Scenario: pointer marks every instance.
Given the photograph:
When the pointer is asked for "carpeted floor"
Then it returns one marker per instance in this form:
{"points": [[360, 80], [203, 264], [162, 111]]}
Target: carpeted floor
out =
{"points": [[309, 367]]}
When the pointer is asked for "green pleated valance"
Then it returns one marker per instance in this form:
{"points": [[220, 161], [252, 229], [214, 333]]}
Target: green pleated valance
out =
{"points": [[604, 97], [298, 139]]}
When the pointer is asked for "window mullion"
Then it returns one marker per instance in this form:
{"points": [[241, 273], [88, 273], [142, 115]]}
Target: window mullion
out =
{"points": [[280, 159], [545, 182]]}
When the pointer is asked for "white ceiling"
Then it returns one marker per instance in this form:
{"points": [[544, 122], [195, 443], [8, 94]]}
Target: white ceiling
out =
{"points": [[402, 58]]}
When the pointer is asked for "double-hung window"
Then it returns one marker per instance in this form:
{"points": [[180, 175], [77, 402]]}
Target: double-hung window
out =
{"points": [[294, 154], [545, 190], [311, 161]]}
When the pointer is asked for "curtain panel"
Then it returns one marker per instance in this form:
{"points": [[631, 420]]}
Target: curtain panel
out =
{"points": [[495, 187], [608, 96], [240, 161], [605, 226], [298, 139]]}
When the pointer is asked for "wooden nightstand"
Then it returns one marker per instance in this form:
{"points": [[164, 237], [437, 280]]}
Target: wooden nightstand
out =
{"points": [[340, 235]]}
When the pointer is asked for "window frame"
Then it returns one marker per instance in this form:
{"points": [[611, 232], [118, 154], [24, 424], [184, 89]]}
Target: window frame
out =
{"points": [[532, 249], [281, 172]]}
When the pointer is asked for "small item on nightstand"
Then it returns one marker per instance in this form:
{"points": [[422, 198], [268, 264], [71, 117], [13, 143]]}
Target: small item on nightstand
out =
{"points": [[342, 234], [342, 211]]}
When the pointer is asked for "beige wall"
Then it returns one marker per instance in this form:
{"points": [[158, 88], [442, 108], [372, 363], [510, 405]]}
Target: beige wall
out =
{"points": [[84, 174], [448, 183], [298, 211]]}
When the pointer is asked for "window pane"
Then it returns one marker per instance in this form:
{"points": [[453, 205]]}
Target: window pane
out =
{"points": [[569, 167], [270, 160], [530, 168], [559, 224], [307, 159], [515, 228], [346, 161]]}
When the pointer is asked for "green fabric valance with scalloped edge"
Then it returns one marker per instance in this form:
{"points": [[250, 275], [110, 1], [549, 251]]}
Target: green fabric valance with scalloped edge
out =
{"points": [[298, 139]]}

■ ■ ■ ■ ■ ■ ■

_AIM_
Copy out the full material exactly as it appears.

_SOLVED PROBLEM_
Scenario: pointer marks every instance.
Given the photograph:
When the pointer is asked for "carpeted floor"
Then it returns one marker per instance in this form:
{"points": [[360, 80], [203, 264], [162, 111]]}
Target: carpeted floor
out =
{"points": [[309, 367]]}
When the pointer is asked for "green pleated valance"
Then it returns one marker per instance in this form:
{"points": [[220, 161], [252, 229], [214, 333]]}
Target: green pleated valance
out =
{"points": [[604, 97], [298, 139]]}
When the pointer is asked for "window mullion"
Then it returns one marker per instance in this form:
{"points": [[241, 273], [88, 273], [142, 115]]}
Target: window mullion
out =
{"points": [[280, 159], [545, 182]]}
When the pointer is asked for "white ceiling"
Then it returns one marker per instance in this form:
{"points": [[544, 122], [195, 443], [8, 94]]}
Target: white ceiling
out =
{"points": [[402, 58]]}
When the pointer is asked for "double-hung window"
Then it returns one marker per instance in this form:
{"points": [[180, 175], [77, 402]]}
Target: double-hung window
out =
{"points": [[294, 154], [545, 190], [311, 161]]}
When the pointer is asked for "curtain panel"
Then it returns one marker per instance in this form:
{"points": [[631, 420]]}
Target: curtain panel
out =
{"points": [[495, 187], [608, 96], [240, 161], [605, 226], [298, 139]]}
When the pointer is asked for "wooden nightstand"
Then it returns one marker per instance in this form:
{"points": [[164, 237], [437, 280]]}
Target: wooden nightstand
out =
{"points": [[340, 235]]}
When the pointer is asked for "window frame"
Then it returns one marker per instance in this form:
{"points": [[611, 232], [118, 154], [24, 424], [184, 89]]}
Target: window frame
out =
{"points": [[532, 249], [281, 172]]}
When the pointer is asked for "small item on nightstand"
Then it returns one marker per instance in this form:
{"points": [[422, 198], [268, 264], [71, 117], [13, 143]]}
Target: small item on nightstand
out =
{"points": [[342, 234], [342, 211]]}
When the pointer is asked for "beige wall"
Then it returns one marker per instance in this form:
{"points": [[158, 88], [442, 108], [372, 363], [510, 405]]}
Target: beige wall
out =
{"points": [[84, 174], [448, 183], [298, 211]]}
When the pointer is asked for "window pane"
Then it returns one marker per instance in this form:
{"points": [[453, 205]]}
Target: window pane
out =
{"points": [[569, 167], [270, 160], [530, 168], [559, 224], [307, 159], [515, 228], [346, 161]]}
When the pointer is asked for "green fabric valance with scalloped edge"
Then it returns one marker per instance in this form:
{"points": [[250, 275], [110, 1], [549, 251]]}
Target: green fabric valance with scalloped edge
out =
{"points": [[298, 139]]}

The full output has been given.